**CHALLENGE**
Pull out every line of the material that contains the string "this".

-- start LISTING --

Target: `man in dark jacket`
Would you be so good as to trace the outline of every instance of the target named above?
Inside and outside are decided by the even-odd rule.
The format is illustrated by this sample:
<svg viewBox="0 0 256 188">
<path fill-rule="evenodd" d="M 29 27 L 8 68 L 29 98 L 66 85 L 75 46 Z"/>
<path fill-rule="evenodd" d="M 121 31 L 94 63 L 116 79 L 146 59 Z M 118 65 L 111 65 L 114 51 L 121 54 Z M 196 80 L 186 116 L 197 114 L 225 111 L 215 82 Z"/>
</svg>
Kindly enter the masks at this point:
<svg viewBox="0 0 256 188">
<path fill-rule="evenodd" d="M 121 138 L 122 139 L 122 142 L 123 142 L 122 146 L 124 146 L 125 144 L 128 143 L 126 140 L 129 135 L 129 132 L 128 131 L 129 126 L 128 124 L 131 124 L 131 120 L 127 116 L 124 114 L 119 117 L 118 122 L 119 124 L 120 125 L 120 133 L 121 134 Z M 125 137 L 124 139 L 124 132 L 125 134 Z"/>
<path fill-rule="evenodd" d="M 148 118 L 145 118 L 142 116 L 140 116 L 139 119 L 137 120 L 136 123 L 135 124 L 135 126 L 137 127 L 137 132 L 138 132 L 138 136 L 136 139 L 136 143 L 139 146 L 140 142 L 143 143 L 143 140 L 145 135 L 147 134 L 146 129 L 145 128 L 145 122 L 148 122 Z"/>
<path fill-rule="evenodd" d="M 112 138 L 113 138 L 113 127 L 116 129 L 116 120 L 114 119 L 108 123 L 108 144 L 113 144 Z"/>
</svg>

-- end LISTING --

**TASK RESULT**
The format is illustrated by this sample:
Kindly enter the masks at this point:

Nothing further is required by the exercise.